EXTRACT TO READ
Parenting a Problem Adolescent: Eating Disorders
Now that we’ve covered suicide prevention, there are other problems often associated with youth that are a bit more intractable. Eating disorders tend to fall into this category especially amongst adolescent girls. According to Gillis (2000, cited in McMurray, 2003, 147): ‘Adolescents’ images of themselves are embedded in the way they see their own bodies, leading some to excessive preoccupation with body image.’
There are two main types of eating disorder (if we ignore the current epidemic of obesity) that often affect adolescent girls called anorexia nervosa and bulimia. According to Estok & Rudy, 1996:
‘Anorexics avoid food to the point of emaciation, while bulimics tend to binge on large volumes of food and then purge their bodies by laxatives, self-induced vomiting, excessive exercise or a combination of these methods. The malnutrition caused by both of these conditions outs young people at risk for dehydration, infections, cardiac problems, menstrual problems and, for those with bulimia, the additional problems of esophageal irritation and dental erosion.’
According to Wakeling (1996), ‘An increase in the prevalence of eating disorders is becoming evident in all but the developing countries.’ On that point it tells us fairly strongly that eating disorders are a product of our western consumer culture.

EXCERPTED DATA
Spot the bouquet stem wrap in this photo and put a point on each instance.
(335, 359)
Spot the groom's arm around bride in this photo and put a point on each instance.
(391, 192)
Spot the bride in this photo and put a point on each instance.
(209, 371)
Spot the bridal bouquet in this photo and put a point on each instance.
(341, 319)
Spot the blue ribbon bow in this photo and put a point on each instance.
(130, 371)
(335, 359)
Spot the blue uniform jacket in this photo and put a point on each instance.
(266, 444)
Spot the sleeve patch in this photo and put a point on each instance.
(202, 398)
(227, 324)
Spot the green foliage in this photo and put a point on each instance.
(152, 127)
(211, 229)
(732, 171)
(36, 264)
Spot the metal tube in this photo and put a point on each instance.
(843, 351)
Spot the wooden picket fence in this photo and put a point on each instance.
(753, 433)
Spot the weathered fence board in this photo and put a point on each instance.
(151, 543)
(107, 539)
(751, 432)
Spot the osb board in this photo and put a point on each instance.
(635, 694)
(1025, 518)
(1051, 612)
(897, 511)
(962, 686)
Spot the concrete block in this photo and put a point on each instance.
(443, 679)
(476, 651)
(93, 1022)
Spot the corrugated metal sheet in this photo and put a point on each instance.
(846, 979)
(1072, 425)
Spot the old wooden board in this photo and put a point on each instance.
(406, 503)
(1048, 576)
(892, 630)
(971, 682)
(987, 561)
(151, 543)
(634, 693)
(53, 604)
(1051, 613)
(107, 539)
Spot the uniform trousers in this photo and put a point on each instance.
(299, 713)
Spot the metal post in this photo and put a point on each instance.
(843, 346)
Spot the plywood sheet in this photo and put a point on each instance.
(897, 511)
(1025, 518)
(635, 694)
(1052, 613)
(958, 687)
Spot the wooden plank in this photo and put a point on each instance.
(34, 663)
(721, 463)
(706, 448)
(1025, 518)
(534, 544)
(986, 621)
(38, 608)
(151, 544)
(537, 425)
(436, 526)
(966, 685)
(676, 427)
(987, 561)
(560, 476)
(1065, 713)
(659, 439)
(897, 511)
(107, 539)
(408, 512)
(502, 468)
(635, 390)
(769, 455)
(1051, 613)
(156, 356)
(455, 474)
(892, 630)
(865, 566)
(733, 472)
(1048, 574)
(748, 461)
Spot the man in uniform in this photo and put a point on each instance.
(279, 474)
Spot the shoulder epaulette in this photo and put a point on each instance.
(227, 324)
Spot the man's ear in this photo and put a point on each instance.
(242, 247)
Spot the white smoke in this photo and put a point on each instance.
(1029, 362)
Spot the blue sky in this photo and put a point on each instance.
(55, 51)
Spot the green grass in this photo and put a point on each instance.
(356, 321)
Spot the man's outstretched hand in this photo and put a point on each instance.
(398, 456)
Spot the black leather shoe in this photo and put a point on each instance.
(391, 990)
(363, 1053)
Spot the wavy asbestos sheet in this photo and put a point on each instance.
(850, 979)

TASK DESCRIPTION
Rewrite the paragraph of the text on eating disorders that begins "Now that we’ve covered suicide prevention" more briefly, keeping its main facts. Rely only on the text on eating disorders, not on the data.

EXPECTED ANSWER
After suicide prevention, eating disorders are among the harder-to-solve youth problems, especially for adolescent girls. Gillis (2000, cited in McMurray, 2003, 147) says adolescents' self-images are embedded in how they see their bodies, which leads some to excessive preoccupation with body image.